━━━━━ SUPPLIED DATA

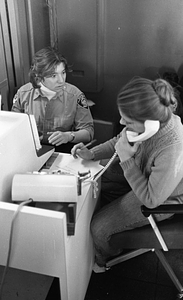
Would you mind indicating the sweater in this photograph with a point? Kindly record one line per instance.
(155, 172)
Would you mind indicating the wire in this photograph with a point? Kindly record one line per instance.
(94, 182)
(10, 241)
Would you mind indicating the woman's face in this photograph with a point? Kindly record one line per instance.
(131, 125)
(56, 80)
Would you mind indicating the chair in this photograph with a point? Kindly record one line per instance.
(167, 235)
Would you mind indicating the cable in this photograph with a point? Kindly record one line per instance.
(10, 241)
(95, 183)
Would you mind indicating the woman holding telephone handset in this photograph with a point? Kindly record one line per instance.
(149, 166)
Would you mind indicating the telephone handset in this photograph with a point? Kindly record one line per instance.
(151, 127)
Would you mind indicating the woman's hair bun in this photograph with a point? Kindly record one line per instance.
(164, 91)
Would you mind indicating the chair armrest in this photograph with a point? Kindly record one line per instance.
(162, 209)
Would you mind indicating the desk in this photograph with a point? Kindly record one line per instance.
(41, 244)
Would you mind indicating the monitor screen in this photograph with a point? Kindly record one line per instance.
(20, 150)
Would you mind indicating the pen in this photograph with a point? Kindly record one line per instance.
(89, 144)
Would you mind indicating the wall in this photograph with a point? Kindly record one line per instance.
(142, 37)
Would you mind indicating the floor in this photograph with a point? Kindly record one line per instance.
(141, 278)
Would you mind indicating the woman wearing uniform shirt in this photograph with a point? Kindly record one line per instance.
(60, 109)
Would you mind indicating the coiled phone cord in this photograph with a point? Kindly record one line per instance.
(94, 181)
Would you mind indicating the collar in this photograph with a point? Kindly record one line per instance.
(38, 92)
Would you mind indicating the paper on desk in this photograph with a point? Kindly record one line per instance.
(73, 165)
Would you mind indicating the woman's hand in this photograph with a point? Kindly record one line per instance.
(124, 149)
(81, 151)
(58, 137)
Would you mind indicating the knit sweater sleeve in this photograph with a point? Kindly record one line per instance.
(104, 150)
(166, 173)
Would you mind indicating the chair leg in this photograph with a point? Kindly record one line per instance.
(170, 272)
(125, 257)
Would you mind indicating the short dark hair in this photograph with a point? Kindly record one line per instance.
(44, 63)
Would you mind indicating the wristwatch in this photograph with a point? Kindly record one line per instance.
(73, 136)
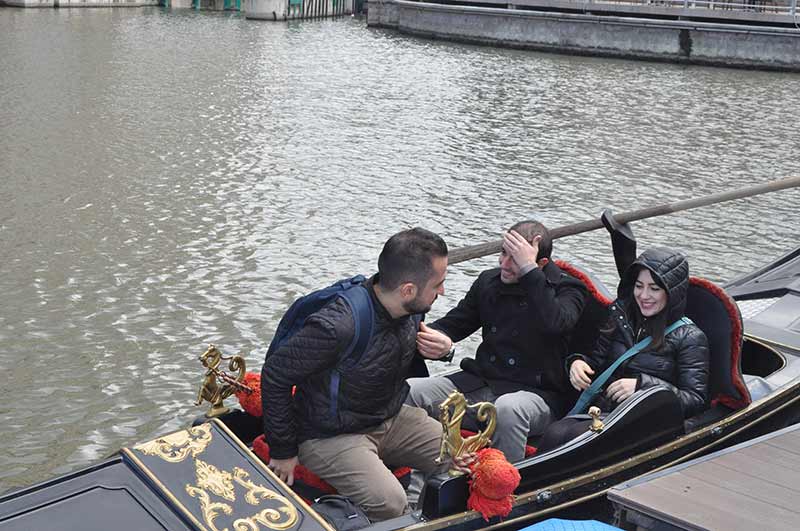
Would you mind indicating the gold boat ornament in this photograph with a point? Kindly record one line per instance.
(451, 413)
(217, 385)
(597, 424)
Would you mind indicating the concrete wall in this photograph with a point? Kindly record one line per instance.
(79, 3)
(638, 38)
(281, 10)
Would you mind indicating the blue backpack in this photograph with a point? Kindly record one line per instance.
(354, 293)
(352, 290)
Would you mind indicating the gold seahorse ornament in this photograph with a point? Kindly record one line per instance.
(451, 413)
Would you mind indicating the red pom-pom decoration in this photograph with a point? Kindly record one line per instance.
(492, 484)
(251, 402)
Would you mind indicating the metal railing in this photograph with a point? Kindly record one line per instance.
(777, 7)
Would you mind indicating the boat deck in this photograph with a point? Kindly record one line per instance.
(755, 485)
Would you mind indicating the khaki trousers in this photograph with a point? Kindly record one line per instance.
(355, 464)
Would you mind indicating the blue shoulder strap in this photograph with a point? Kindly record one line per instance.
(589, 393)
(363, 316)
(357, 297)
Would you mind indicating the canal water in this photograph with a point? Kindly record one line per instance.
(173, 179)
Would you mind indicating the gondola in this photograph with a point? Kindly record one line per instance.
(207, 476)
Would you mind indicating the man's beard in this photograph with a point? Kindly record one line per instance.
(416, 306)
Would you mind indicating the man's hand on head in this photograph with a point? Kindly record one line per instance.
(432, 344)
(521, 251)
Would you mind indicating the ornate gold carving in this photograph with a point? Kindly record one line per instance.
(175, 447)
(221, 483)
(210, 510)
(218, 385)
(217, 481)
(452, 442)
(597, 424)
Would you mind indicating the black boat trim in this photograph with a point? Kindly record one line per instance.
(750, 415)
(163, 490)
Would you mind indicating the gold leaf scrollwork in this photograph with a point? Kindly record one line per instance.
(221, 483)
(217, 481)
(211, 510)
(177, 446)
(281, 518)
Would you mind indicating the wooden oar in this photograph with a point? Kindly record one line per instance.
(469, 252)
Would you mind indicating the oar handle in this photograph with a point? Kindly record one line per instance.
(469, 252)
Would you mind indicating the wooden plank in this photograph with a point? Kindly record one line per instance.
(751, 484)
(789, 441)
(764, 456)
(697, 504)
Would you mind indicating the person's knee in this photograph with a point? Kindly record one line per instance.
(510, 409)
(415, 393)
(519, 412)
(386, 501)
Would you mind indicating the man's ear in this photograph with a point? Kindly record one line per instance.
(408, 291)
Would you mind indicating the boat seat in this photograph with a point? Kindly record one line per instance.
(717, 314)
(758, 386)
(595, 313)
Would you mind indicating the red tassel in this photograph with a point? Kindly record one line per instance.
(492, 484)
(251, 402)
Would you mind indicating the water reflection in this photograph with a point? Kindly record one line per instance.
(174, 179)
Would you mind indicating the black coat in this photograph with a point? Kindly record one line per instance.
(369, 393)
(682, 362)
(525, 331)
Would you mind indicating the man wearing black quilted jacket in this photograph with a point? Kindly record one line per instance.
(350, 426)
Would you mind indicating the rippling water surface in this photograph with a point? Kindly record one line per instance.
(171, 179)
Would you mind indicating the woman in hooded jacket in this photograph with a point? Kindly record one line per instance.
(651, 297)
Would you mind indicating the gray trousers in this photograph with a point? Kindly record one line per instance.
(519, 414)
(355, 464)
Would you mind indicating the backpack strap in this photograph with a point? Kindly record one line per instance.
(362, 310)
(597, 385)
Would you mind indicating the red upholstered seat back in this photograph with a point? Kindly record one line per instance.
(717, 314)
(595, 312)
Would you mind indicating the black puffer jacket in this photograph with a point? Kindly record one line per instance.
(369, 393)
(525, 329)
(682, 362)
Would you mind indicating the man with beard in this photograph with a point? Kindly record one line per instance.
(348, 425)
(527, 309)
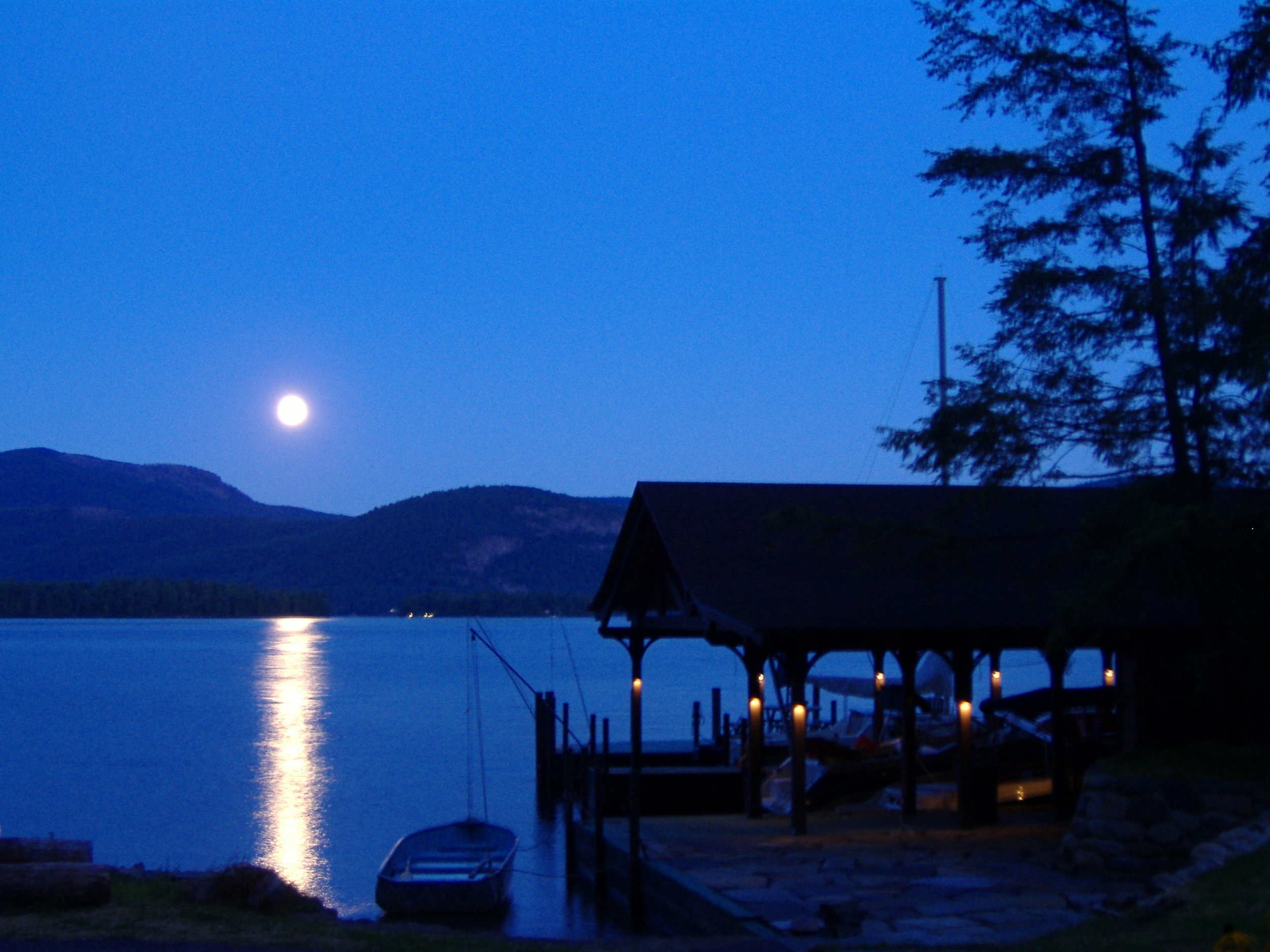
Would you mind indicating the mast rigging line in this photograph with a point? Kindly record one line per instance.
(516, 676)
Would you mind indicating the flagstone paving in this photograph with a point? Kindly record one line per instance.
(865, 877)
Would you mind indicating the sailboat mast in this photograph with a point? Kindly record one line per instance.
(944, 369)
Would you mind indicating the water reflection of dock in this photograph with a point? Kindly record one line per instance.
(291, 688)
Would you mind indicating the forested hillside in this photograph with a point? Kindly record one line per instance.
(118, 521)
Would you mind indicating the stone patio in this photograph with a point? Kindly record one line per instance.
(865, 877)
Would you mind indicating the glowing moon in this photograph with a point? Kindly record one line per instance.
(293, 410)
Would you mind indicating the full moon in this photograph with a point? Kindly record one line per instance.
(293, 410)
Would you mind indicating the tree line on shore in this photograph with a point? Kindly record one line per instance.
(1132, 320)
(154, 598)
(493, 605)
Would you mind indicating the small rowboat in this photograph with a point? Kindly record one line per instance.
(463, 867)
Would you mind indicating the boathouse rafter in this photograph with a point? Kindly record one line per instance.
(801, 572)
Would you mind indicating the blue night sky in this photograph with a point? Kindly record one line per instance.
(568, 247)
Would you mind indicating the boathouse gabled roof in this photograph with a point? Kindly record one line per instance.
(842, 567)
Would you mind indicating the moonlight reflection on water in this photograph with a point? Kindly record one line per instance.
(291, 688)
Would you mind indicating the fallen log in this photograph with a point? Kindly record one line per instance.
(67, 885)
(31, 849)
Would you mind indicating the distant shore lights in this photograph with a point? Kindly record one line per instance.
(293, 410)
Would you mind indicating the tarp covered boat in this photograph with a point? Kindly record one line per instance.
(463, 867)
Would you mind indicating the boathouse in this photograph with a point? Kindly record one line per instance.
(799, 572)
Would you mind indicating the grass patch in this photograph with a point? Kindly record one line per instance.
(1237, 894)
(1192, 762)
(158, 909)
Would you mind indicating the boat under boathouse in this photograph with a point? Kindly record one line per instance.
(793, 573)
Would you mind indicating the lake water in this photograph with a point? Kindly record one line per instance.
(310, 747)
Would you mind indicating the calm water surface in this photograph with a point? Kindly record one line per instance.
(310, 747)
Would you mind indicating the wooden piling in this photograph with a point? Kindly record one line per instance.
(963, 669)
(715, 710)
(601, 800)
(543, 752)
(908, 733)
(570, 849)
(1061, 771)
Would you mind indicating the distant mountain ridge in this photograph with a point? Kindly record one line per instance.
(67, 518)
(40, 478)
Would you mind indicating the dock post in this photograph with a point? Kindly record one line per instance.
(543, 752)
(588, 773)
(633, 806)
(963, 669)
(570, 846)
(879, 683)
(601, 803)
(715, 710)
(564, 747)
(1057, 662)
(1127, 697)
(908, 733)
(995, 684)
(796, 664)
(755, 661)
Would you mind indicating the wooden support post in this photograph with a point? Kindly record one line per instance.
(564, 745)
(879, 683)
(908, 733)
(797, 667)
(963, 669)
(549, 745)
(755, 661)
(601, 804)
(636, 876)
(715, 711)
(995, 683)
(1127, 699)
(588, 773)
(570, 837)
(543, 753)
(1062, 770)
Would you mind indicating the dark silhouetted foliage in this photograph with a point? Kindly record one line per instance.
(494, 605)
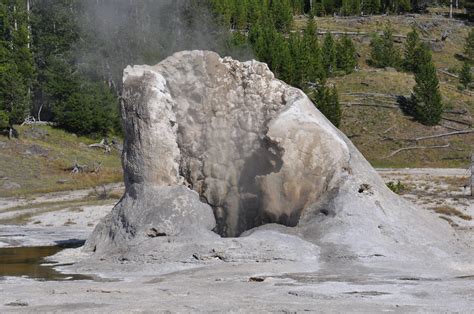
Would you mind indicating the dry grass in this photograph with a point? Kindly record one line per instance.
(450, 211)
(44, 173)
(367, 125)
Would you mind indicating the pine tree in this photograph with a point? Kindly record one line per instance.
(16, 63)
(346, 55)
(426, 99)
(371, 6)
(313, 67)
(411, 46)
(469, 46)
(465, 76)
(327, 101)
(329, 56)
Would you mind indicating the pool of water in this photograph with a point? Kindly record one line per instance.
(30, 262)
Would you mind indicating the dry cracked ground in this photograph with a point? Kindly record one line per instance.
(338, 283)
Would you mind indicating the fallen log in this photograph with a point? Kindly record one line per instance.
(448, 73)
(460, 112)
(348, 104)
(458, 121)
(372, 95)
(417, 139)
(102, 145)
(416, 147)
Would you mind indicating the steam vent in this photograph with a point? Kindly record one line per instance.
(217, 149)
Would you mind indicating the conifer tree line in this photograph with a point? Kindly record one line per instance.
(240, 13)
(39, 73)
(62, 60)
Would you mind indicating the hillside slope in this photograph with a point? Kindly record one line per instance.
(41, 159)
(376, 130)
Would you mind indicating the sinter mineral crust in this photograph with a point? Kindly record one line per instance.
(216, 146)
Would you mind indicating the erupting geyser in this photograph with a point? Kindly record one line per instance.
(215, 144)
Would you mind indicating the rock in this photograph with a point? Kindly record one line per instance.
(148, 211)
(257, 152)
(10, 185)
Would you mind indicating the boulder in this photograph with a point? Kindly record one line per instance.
(214, 137)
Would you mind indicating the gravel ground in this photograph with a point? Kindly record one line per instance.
(363, 285)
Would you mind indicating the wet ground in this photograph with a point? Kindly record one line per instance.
(29, 262)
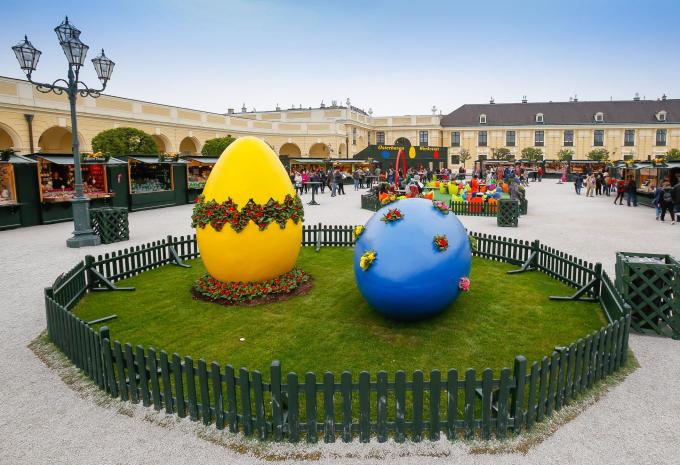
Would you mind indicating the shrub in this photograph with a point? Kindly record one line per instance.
(532, 154)
(215, 147)
(598, 155)
(124, 141)
(565, 155)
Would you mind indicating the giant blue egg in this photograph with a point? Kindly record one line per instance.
(411, 279)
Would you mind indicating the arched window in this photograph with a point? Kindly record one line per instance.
(661, 137)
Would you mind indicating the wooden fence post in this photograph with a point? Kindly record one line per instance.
(89, 260)
(517, 401)
(277, 415)
(318, 238)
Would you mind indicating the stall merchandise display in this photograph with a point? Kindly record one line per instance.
(586, 167)
(7, 186)
(553, 167)
(57, 181)
(198, 175)
(150, 177)
(648, 180)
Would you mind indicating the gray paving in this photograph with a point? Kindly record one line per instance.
(44, 421)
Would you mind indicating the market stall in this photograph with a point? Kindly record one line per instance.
(156, 182)
(19, 201)
(553, 168)
(309, 164)
(495, 166)
(649, 175)
(198, 170)
(56, 182)
(385, 156)
(646, 179)
(583, 167)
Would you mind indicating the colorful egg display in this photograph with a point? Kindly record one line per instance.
(411, 278)
(250, 186)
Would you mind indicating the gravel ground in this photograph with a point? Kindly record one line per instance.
(44, 421)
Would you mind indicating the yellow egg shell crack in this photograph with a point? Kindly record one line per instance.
(247, 169)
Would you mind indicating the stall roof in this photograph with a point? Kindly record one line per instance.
(308, 160)
(150, 159)
(348, 160)
(206, 160)
(16, 159)
(66, 159)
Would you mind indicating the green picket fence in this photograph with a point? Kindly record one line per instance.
(473, 208)
(292, 407)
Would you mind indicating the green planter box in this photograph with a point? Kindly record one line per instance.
(10, 216)
(508, 213)
(370, 202)
(650, 283)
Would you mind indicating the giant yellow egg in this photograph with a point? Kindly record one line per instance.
(248, 169)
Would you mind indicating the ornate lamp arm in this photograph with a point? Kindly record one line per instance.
(87, 92)
(47, 88)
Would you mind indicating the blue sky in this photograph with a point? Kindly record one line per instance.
(397, 57)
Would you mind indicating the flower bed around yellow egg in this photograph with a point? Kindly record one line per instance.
(290, 284)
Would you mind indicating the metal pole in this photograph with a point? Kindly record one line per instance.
(29, 121)
(83, 236)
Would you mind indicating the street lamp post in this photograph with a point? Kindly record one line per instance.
(75, 51)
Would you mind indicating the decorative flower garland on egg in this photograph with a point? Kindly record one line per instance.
(441, 206)
(218, 215)
(392, 215)
(367, 259)
(440, 242)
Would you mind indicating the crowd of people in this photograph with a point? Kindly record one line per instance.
(335, 179)
(666, 197)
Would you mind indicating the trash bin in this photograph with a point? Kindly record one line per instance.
(650, 283)
(110, 224)
(508, 213)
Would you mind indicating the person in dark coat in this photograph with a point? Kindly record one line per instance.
(666, 201)
(631, 192)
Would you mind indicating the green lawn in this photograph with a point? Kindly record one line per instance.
(333, 329)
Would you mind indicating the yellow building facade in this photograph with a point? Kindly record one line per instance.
(326, 132)
(635, 129)
(630, 129)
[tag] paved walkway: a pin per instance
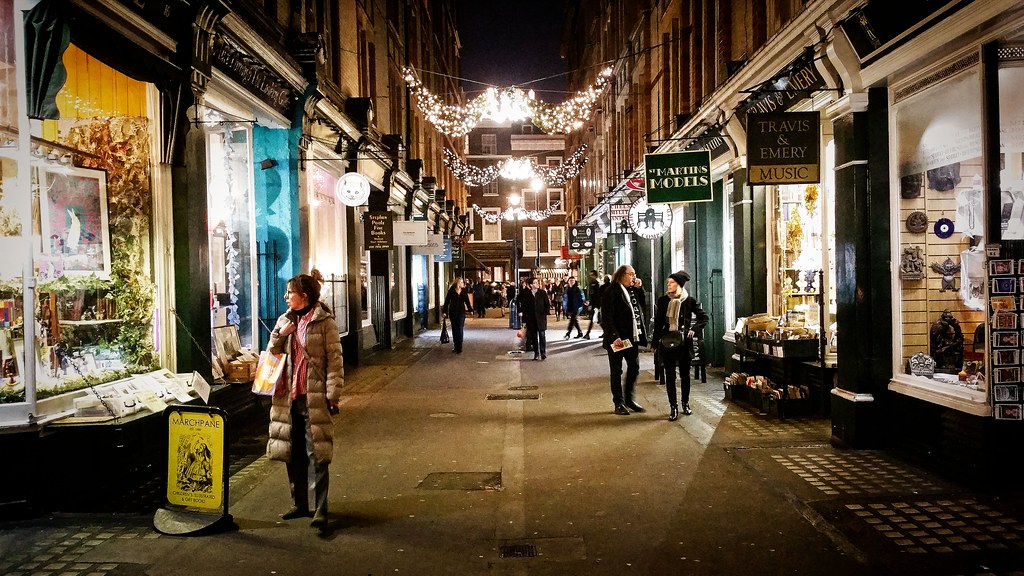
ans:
(487, 462)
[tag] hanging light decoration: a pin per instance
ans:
(516, 169)
(508, 213)
(503, 105)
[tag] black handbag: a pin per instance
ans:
(444, 336)
(672, 339)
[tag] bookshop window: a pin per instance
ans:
(1007, 361)
(328, 244)
(939, 272)
(804, 244)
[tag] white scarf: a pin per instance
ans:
(675, 300)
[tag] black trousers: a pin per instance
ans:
(573, 322)
(677, 360)
(458, 330)
(623, 392)
(308, 481)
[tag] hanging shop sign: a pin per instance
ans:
(410, 233)
(649, 220)
(378, 230)
(678, 176)
(352, 189)
(783, 148)
(620, 216)
(583, 238)
(710, 139)
(433, 247)
(445, 255)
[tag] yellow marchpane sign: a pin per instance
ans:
(196, 459)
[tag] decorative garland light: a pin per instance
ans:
(516, 169)
(509, 213)
(502, 105)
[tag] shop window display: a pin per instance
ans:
(803, 255)
(941, 282)
(92, 208)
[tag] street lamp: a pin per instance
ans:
(537, 186)
(513, 211)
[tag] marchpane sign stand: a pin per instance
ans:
(197, 472)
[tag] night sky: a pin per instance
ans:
(512, 42)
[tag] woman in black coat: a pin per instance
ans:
(677, 311)
(455, 309)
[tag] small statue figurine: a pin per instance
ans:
(911, 265)
(947, 343)
(946, 270)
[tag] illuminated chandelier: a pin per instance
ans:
(509, 213)
(503, 105)
(516, 169)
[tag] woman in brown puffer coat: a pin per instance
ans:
(301, 427)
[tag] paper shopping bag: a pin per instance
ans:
(268, 372)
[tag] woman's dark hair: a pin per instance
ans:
(307, 285)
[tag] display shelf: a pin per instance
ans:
(88, 323)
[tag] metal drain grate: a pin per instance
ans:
(462, 481)
(513, 397)
(517, 550)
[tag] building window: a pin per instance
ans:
(488, 144)
(529, 241)
(938, 222)
(556, 239)
(491, 232)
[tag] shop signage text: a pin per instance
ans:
(196, 457)
(378, 230)
(251, 74)
(783, 148)
(678, 176)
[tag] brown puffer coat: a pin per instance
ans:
(325, 376)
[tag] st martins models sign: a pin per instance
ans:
(783, 148)
(678, 176)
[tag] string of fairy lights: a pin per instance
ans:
(516, 169)
(509, 104)
(494, 217)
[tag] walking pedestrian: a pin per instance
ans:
(571, 302)
(678, 318)
(456, 305)
(622, 321)
(536, 306)
(301, 432)
(480, 299)
(557, 289)
(593, 299)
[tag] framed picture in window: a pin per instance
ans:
(1008, 411)
(74, 218)
(1006, 357)
(1004, 393)
(1008, 375)
(1000, 268)
(1004, 285)
(1005, 321)
(226, 342)
(1006, 339)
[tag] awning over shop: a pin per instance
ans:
(46, 38)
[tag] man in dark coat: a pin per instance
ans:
(622, 321)
(593, 299)
(536, 305)
(571, 302)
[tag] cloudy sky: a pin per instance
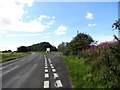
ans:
(27, 22)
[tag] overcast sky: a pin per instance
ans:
(27, 22)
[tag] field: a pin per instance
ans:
(7, 56)
(96, 67)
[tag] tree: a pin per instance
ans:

━━━━━━━━━━

- GOAL OF THE EXERCISE
Which lines of the listing contain the string "marchpane"? Copy every one of them.

- RESPONSE AREA
[tag] yellow marchpane sign: a pin per instance
[tag] marchpane sign stand: a pin per instance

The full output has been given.